#### QUOTED PASSAGE ####

Investment in funds always involves some kind of risk. Past performance is no guarantee for future performance. Fund units may go up or down in value and investors may not get back the amount invested.

Monthly report August 2024

Performance

Adrigo Small & Midcap L/S  Class A and Class C fell by 7.59% in August after fees.
The Carnegie Small Cap Return Index Nordic fell by 0.52% in August. So far in 2024, Adrigo Small & Midcap L/S Class A and Class C have risen by 0,1% and -2,69% respectively. So far this year, the Carnegie Small Cap Return Index Nordic has increased by 13%.

Among the fund's larger holdings, Opter (software), Leroy (salmon farming), and Sinch (software) have all made good contributions. Among the fund's smaller and medium-sized positions, we noted good contributions from Enea (software) and Bonesupport (medical technology). The fund's short positions, in aggregate, had a positive impact on the funds overall return.

Since inception, Adrigo Small & Midcap L/S Class A has delivered a total return of 95.26% after fees. During the same period, the comparison interest rate, STIBOR 1M, returned 6.32%, and the Carnegie Small Cap Return Index Nordic returned 104.0%. The fund’s average annual return since inception is 10.29%.

The Market and the Companies

Global stock market performance in August was positive. The MSCI World Index rose by 1.9%, the S&P 500 increased by 2.4%, and the EURO STOXX 50 also saw gains. Emerging markets, represented by the MSCI EM, increased by 0.4%. Brazil's Bovespa noted gains of 6.5%, and India's BSE rose by 1.0%, while Russia's RTS and MSCI Korea recorded declines. In the Nordics the Finnish market rose by 3,2% followed by the Danish market with a 1,3% rise. The Swedish market had a neutral development of 0,1% while the Norwegian market fell by 1,4%.

####

# EXERCISE BRIEF
Write out the August 2024 fund report word for word, from start to finish. Nothing in the listing is needed here.

#### DATA FOR ANALYSIS ####

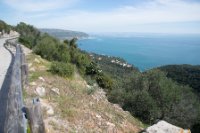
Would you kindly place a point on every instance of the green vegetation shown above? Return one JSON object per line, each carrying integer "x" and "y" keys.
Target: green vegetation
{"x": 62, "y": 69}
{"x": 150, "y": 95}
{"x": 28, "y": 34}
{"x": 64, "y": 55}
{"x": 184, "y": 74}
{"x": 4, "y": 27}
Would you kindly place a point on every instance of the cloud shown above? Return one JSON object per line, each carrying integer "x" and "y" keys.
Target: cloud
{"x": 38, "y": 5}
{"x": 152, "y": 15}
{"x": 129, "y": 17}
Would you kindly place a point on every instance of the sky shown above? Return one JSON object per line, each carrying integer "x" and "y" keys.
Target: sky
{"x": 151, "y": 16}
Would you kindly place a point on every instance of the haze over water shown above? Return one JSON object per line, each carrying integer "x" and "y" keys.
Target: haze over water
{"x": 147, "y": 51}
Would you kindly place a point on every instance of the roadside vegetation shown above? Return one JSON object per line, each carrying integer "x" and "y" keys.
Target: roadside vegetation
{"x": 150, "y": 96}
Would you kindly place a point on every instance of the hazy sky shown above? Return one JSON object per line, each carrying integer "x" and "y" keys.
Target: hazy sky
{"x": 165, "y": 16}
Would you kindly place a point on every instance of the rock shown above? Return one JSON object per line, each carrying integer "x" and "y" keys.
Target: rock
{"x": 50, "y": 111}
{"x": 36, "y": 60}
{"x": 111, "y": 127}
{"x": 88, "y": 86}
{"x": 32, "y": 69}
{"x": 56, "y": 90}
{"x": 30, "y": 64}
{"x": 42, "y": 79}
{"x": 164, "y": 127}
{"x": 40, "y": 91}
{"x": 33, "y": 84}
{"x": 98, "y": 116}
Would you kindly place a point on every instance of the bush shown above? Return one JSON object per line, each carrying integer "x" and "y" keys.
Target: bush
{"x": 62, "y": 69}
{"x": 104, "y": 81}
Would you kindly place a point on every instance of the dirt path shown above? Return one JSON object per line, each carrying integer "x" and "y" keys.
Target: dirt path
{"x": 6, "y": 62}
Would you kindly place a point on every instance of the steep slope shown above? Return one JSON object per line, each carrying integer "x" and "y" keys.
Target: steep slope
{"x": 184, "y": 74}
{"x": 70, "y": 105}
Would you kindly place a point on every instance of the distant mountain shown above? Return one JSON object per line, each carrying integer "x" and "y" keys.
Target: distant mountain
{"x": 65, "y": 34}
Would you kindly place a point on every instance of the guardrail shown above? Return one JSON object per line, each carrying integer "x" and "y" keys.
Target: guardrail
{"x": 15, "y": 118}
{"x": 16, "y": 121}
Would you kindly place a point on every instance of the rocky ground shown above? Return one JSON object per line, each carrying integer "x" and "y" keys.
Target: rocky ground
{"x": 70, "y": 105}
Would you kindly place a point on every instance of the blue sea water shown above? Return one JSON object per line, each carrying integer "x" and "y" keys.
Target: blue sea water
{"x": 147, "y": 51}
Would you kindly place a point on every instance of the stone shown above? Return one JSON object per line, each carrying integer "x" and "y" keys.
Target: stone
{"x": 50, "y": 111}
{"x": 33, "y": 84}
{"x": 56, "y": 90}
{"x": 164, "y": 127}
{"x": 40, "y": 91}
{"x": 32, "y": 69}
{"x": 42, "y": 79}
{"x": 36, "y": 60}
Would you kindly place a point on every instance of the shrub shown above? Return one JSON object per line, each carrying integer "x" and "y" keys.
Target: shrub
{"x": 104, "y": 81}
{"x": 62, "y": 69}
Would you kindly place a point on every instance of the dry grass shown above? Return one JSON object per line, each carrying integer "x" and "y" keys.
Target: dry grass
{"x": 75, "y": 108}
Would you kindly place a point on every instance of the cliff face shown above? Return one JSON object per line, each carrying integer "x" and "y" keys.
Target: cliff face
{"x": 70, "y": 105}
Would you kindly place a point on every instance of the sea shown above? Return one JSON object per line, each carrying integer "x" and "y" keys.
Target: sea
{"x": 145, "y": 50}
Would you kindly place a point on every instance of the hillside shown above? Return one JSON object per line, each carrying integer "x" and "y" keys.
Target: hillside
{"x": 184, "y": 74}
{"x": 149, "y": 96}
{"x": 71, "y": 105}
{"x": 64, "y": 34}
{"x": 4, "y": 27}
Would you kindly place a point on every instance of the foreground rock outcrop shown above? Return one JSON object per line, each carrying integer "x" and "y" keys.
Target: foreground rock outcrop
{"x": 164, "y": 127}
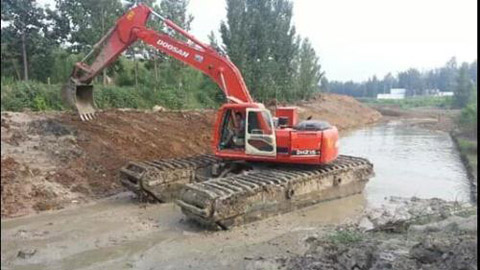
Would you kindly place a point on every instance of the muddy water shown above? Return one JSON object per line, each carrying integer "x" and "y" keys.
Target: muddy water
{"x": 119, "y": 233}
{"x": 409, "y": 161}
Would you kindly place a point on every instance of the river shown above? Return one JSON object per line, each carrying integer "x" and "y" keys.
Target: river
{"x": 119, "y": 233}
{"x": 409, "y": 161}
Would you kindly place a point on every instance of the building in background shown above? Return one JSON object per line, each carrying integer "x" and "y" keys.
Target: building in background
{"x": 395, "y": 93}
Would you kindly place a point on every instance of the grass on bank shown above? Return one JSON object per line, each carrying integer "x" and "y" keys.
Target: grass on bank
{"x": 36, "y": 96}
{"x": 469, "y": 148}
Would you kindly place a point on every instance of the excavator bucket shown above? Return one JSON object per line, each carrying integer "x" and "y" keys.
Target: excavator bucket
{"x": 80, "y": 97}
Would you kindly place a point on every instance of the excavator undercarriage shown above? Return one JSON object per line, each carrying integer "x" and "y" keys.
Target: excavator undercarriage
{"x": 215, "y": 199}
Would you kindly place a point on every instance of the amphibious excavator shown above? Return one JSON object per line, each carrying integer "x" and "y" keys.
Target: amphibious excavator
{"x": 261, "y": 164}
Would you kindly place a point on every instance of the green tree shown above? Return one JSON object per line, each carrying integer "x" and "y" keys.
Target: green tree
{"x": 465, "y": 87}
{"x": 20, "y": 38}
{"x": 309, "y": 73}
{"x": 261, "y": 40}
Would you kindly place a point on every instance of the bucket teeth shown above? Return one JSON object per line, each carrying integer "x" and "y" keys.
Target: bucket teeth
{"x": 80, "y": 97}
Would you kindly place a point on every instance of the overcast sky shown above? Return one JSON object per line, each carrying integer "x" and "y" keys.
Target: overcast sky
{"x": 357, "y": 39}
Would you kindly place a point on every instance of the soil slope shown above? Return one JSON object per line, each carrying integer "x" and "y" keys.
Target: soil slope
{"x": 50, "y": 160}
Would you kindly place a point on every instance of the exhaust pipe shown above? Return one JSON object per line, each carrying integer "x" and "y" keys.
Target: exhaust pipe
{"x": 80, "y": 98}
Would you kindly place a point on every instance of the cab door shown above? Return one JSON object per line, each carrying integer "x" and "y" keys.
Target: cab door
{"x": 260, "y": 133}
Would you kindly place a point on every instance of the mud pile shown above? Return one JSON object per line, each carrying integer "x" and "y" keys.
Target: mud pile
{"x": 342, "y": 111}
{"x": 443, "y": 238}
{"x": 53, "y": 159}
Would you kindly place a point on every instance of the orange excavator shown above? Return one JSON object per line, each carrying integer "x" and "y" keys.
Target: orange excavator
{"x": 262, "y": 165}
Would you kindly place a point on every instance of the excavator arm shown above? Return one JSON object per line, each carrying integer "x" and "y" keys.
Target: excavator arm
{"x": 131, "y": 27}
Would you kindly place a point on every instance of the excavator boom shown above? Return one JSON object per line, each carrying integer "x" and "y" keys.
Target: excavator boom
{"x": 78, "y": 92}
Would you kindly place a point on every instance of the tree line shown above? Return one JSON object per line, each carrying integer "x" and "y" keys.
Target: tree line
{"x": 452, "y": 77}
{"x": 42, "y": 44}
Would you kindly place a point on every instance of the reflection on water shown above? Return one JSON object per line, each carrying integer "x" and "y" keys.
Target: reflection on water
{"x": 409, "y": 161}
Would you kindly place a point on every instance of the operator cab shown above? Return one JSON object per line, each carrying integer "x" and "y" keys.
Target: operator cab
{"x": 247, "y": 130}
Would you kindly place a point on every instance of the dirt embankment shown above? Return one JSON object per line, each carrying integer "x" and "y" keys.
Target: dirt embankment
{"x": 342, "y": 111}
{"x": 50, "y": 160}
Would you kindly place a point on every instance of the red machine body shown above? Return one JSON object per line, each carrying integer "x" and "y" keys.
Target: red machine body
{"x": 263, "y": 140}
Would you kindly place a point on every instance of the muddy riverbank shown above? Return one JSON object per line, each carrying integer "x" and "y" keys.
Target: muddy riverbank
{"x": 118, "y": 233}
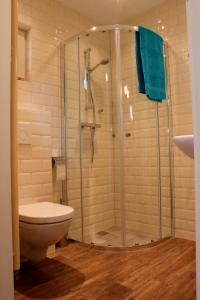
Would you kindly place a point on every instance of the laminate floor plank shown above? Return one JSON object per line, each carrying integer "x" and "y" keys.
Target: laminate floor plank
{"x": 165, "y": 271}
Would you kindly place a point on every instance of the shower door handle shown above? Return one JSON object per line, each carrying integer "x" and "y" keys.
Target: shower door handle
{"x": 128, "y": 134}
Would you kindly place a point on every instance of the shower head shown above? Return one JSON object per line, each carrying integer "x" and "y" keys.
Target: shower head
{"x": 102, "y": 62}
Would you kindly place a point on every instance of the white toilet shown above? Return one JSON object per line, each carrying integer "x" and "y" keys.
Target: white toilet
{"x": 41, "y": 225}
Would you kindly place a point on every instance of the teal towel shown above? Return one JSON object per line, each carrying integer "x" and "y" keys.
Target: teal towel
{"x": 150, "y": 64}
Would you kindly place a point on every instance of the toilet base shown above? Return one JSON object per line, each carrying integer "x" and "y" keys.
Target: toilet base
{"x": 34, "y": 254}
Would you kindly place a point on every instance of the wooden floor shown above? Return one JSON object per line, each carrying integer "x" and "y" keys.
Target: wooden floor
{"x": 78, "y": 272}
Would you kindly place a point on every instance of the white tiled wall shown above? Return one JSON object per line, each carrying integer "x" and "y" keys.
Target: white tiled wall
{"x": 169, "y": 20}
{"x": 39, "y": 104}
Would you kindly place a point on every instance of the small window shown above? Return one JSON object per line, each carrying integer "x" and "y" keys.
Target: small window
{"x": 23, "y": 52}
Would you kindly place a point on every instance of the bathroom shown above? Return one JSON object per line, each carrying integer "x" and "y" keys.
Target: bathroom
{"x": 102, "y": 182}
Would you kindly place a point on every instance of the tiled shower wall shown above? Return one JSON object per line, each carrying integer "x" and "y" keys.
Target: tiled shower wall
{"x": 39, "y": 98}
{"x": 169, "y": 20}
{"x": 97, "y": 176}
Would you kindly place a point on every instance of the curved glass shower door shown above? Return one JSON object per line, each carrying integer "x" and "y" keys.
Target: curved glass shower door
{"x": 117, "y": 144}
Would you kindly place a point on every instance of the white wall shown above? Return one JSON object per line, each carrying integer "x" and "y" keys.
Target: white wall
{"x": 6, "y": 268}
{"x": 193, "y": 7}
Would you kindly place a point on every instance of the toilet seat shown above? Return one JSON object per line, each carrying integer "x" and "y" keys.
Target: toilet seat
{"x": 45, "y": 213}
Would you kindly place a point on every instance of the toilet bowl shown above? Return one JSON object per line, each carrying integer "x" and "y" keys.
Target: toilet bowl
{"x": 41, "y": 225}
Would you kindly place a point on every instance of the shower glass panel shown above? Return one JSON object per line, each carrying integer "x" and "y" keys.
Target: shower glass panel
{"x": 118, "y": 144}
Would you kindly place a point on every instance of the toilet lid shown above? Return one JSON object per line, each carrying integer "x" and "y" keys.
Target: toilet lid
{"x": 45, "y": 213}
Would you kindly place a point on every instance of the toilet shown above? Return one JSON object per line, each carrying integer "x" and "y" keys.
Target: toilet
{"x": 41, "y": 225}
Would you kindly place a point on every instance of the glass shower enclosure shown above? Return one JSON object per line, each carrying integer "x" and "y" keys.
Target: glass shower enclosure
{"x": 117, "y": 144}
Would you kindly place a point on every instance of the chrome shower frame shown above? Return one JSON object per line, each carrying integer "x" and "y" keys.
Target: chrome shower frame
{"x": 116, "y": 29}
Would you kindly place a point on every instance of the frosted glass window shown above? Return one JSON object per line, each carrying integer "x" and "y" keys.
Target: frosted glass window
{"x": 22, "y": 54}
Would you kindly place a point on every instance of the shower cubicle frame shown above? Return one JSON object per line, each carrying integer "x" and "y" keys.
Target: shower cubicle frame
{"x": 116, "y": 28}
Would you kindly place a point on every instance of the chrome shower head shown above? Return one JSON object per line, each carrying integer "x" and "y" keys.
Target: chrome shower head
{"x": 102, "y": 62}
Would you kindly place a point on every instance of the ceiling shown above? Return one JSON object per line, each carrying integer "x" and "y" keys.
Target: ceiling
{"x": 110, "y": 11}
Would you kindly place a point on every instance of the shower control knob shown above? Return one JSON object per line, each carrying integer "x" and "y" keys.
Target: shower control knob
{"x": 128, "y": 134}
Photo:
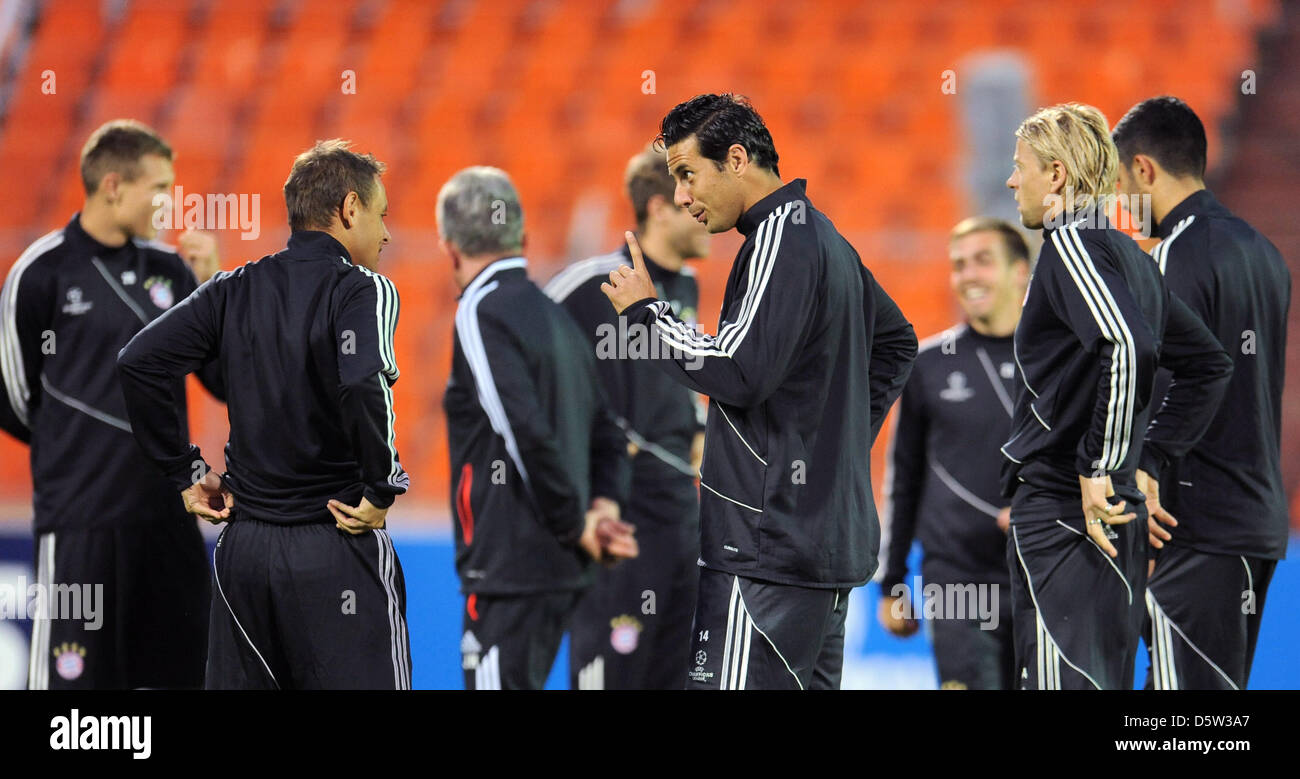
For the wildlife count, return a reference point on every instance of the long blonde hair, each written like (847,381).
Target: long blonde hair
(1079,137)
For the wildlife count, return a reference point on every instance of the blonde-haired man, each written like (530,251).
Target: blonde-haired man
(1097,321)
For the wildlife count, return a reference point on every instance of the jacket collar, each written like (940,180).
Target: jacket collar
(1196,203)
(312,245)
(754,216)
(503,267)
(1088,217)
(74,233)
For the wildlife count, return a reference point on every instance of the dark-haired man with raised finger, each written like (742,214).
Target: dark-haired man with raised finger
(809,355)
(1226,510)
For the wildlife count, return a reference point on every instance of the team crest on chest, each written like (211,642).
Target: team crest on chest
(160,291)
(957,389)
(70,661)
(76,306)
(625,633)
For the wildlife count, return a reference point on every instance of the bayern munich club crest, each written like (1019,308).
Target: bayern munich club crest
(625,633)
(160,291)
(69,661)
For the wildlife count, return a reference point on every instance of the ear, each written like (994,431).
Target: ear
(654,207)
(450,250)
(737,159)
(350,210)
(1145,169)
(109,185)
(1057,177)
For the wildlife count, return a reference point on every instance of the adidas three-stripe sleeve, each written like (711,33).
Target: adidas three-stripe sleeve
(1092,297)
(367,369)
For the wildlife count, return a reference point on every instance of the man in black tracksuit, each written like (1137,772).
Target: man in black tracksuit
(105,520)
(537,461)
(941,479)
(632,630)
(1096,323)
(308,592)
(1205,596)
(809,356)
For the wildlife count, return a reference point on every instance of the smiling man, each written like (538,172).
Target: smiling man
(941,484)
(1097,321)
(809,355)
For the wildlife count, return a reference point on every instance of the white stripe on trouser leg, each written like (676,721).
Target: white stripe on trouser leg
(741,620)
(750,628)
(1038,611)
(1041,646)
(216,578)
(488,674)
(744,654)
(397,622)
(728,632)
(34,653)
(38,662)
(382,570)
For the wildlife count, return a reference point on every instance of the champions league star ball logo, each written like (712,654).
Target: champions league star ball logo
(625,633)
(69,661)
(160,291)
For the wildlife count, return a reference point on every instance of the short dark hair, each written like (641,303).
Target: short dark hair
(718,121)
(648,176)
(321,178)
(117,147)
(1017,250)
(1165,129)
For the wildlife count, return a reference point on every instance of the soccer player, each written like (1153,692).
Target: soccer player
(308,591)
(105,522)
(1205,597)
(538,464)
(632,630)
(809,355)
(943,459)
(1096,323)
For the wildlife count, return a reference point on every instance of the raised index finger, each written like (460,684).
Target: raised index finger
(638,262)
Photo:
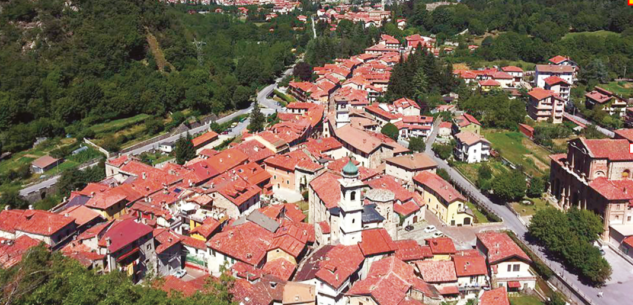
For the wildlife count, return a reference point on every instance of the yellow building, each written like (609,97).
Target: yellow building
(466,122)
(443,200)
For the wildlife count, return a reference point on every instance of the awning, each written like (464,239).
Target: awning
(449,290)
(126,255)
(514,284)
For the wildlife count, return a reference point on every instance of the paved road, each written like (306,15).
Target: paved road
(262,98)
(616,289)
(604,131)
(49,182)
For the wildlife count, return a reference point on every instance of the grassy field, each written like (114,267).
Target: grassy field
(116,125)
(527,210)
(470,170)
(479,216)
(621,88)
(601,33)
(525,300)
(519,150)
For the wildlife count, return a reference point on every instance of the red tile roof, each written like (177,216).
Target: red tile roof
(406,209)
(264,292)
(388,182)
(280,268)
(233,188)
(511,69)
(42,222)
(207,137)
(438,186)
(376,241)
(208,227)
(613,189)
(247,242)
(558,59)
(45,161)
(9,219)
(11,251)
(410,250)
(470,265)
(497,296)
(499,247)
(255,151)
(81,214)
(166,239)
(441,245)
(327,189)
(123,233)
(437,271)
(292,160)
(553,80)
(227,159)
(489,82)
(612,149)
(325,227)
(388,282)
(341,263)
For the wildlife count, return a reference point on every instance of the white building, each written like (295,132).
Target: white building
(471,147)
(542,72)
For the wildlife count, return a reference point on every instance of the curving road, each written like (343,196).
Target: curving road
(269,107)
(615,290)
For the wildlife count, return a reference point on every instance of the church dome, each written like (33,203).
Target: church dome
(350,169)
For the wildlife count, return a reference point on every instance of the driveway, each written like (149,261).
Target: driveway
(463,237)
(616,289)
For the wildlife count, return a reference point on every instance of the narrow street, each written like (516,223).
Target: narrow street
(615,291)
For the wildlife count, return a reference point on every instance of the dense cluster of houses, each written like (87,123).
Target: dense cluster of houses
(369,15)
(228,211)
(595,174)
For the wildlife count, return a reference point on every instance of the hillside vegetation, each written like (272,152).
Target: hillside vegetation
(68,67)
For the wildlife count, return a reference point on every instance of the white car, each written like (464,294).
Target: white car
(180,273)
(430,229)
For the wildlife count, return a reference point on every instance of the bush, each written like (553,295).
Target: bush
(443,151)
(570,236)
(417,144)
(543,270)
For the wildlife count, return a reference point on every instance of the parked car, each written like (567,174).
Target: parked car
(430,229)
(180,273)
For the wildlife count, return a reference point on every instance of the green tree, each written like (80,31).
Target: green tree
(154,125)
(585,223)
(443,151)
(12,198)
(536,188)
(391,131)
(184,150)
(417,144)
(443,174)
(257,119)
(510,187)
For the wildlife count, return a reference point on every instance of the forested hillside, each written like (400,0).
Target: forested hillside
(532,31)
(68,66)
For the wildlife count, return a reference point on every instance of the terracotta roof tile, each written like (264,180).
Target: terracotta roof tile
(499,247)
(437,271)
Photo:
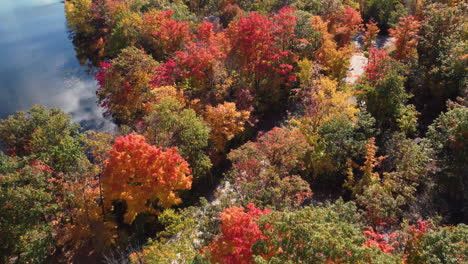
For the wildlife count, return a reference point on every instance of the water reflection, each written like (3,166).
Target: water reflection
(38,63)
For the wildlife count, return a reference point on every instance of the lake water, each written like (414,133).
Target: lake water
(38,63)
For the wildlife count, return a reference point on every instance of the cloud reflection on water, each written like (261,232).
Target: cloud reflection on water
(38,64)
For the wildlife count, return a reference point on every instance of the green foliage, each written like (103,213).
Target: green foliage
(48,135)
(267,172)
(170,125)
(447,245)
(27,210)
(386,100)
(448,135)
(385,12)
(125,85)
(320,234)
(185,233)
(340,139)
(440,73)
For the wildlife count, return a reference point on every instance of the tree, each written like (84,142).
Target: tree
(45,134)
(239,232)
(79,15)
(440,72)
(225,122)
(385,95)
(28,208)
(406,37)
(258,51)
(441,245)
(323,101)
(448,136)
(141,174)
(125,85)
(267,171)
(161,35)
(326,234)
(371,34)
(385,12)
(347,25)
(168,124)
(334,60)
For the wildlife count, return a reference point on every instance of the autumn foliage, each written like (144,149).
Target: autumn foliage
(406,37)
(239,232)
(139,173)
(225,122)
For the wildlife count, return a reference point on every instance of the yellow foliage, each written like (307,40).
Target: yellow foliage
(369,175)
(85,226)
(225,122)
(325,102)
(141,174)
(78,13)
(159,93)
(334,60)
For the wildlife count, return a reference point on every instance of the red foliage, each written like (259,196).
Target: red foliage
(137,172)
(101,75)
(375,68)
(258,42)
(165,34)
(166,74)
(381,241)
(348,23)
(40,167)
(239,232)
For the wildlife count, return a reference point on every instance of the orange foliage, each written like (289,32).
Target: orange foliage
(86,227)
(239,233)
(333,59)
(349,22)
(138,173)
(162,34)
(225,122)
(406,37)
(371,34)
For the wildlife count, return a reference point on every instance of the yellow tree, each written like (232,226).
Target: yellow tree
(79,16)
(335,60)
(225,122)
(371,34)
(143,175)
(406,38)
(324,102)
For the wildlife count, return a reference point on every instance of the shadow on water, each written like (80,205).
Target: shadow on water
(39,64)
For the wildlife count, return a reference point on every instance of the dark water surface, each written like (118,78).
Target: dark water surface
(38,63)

####

# SOLUTION FOR THIS EXERCISE
Investment in funds always involves some kind of risk. Past performance is no guarantee for future performance. Fund units may go up or down in value and investors may not get back the amount invested.

Monthly report August 2024

Performance

Adrigo Small & Midcap L/S  Class A and Class C fell by 7.59% in August after fees.
The Carnegie Small Cap Return Index Nordic fell by 0.52% in August. So far in 2024, Adrigo Small & Midcap L/S Class A and Class C have risen by 0,1% and -2,69% respectively. So far this year, the Carnegie Small Cap Return Index Nordic has increased by 13%.

Among the fund's larger holdings, Opter (software), Leroy (salmon farming), and Sinch (software) have all made good contributions. Among the fund's smaller and medium-sized positions, we noted good contributions from Enea (software) and Bonesupport (medical technology). The fund's short positions, in aggregate, had a positive impact on the funds overall return.

Since inception, Adrigo Small & Midcap L/S Class A has delivered a total return of 95.26% after fees. During the same period, the comparison interest rate, STIBOR 1M, returned 6.32%, and the Carnegie Small Cap Return Index Nordic returned 104.0%. The fund’s average annual return since inception is 10.29%.

The Market and the Companies

Global stock market performance in August was positive. The MSCI World Index rose by 1.9%, the S&P 500 increased by 2.4%, and the EURO STOXX 50 also saw gains. Emerging markets, represented by the MSCI EM, increased by 0.4%. Brazil's Bovespa noted gains of 6.5%, and India's BSE rose by 1.0%, while Russia's RTS and MSCI Korea recorded declines. In the Nordics the Finnish market rose by 3,2% followed by the Danish market with a 1,3% rise. The Swedish market had a neutral development of 0,1% while the Norwegian market fell by 1,4%.